DOCUMENT EXTRACT:
Oman, Qatar and the UAE are compounding the migrants’ plight by blocking voice and video calls over apps such as WhatsApp, Facetime and Skype in order to protect the commercial interests of their own telecom companies. A group of 29 rights groups, protesting against the ban on Internet calls during the pandemic, issued a statement saying, “This has caused serious problems for the people living in those countries, especially the majority of migrant workers and foreign national residents who need to connect and communicate with their families and communities overseas.”
While the Gulf countries have announced aid packages, these are for their own citizens, not foreign labourers. Running out of food and money, with nowhere to turn in countries that treat them as slave labour, these workers face starvation.
A survey carried out by the Business and Human Rights Resource Centre (BHRRC) raised its “deep concern” over the safety of migrant workers in the Gulf. It revealed that most of the construction companies taking part in the survey (and only half replied) in the UAE and Qatar were not doing enough to protect their workers. It found that work on construction sites in Qatar was continuing despite the pandemic despite the lack of personal protective equipment (PPE) for workers at the World Cup sites, with workers having to bring their own masks. Social distancing at work and in living quarters, which were often unsanitary, was impossible, yet none of the companies had any plans to improve their accommodation or provide PPE.
Most workers were forced to work even if they were unwell, as only four companies guaranteed job security for those unable to work due to ill health, and only three said that workers forced to self-isolate would be paid in full.
So bad are the conditions in the UAE that the Kerala Muslim Cultural Centre in Dubai has petitioned the Indian High Court, calling on the government to repatriate its citizens. Haris Beeran, a lawyer representing the petitioners, told the UAE-based the National, “We know of 10,000 people just from Kerala who want to come back home.” He added, “Many workers no longer have jobs [and] some people are on visit visas that have expired. They don’t have any means to live in the UAE and would rather return to their family at this time.”
Pinarayi Vijayan, chief minister of the Indian state of Kerala, has called on Indian Prime Minister Narenda Modi to organise the repatriation of Indian workers in the Gulf. Some 3 million Indians work in the Gulf, nearly a million from Kerala. Modi has refused to do so before India’s own nationwide lockdown ends.
There are also thousands of migrant workers languishing in the Gulf states’ overcrowded prisons and detention centres, further exacerbating the likelihood of the virus spreading uncontrollably. According to Human Rights Watch, many migrant workers, particularly those who have fled ruthless employers or are undocumented because their employers have withheld their papers, spend long periods in detention centres prior to deportation.

ACTIONS TO TAKE:
1) From the passage on Gulf migrant workers, extract the stretch from "Pinarayi Vijayan, chief" through "prior to deportation.".
2) Based on the passage on Gulf migrant workers, answer yes or no to each statement below and quote the exact words that decide it: (a) The aid packages announced by the Gulf countries include foreign laborers. (b) Only three companies said workers forced to self-isolate would be paid in full. (c) Modi agreed to organize the repatriation of Indian workers before India's nationwide lockdown ended.

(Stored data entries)
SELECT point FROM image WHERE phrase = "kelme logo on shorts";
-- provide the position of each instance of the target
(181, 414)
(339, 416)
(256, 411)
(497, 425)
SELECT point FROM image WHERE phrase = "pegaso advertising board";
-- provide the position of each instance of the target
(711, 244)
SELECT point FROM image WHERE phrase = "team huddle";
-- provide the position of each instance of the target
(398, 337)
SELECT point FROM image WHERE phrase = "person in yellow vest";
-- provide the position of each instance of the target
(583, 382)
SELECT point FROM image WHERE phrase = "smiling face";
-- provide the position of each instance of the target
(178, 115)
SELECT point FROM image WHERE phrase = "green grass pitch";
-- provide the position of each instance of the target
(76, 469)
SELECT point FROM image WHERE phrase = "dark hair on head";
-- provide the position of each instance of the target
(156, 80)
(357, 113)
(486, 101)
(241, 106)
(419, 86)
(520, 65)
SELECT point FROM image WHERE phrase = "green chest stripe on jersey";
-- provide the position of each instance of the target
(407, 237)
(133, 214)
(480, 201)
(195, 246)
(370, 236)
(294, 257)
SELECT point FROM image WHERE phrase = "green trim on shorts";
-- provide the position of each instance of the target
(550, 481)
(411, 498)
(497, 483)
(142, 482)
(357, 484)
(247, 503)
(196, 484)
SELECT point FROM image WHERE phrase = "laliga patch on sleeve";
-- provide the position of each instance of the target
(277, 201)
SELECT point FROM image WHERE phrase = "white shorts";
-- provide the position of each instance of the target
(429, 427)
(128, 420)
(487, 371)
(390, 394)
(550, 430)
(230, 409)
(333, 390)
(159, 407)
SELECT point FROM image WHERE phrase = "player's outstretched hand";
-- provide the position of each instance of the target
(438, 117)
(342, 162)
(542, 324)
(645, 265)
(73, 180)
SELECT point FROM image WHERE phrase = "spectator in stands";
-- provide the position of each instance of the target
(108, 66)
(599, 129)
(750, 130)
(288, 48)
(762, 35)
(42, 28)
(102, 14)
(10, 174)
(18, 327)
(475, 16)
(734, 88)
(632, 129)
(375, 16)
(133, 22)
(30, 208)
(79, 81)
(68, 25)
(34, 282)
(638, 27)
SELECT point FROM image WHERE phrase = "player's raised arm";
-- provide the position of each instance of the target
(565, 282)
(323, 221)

* * *

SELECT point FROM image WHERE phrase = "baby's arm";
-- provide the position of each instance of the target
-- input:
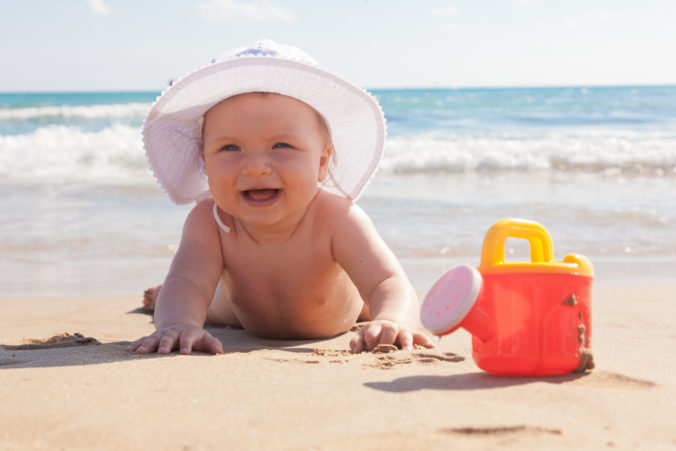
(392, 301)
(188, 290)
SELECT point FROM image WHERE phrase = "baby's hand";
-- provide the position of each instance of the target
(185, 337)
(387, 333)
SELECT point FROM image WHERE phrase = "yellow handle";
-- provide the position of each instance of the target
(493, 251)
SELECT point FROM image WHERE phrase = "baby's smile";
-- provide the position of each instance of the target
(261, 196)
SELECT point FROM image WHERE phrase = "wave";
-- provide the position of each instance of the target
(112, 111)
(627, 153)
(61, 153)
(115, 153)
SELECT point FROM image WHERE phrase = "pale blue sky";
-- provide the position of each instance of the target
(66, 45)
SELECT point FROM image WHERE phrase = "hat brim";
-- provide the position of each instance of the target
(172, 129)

RESPONSES BY ITEM NUMBER:
1)
Pinarayi Vijayan, chief minister of the Indian state of Kerala, has called on Indian Prime Minister Narenda Modi to organise the repatriation of Indian workers in the Gulf. Some 3 million Indians work in the Gulf, nearly a million from Kerala. Modi has refused to do so before India’s own nationwide lockdown ends.
There are also thousands of migrant workers languishing in the Gulf states’ overcrowded prisons and detention centres, further exacerbating the likelihood of the virus spreading uncontrollably. According to Human Rights Watch, many migrant workers, particularly those who have fled ruthless employers or are undocumented because their employers have withheld their papers, spend long periods in detention centres prior to deportation.

2)
(a) No: "these are for their own citizens, not foreign labourers."
(b) Yes: "only three said that workers forced to self-isolate would be paid in full."
(c) No: "Modi has refused to do so before India’s own nationwide lockdown ends."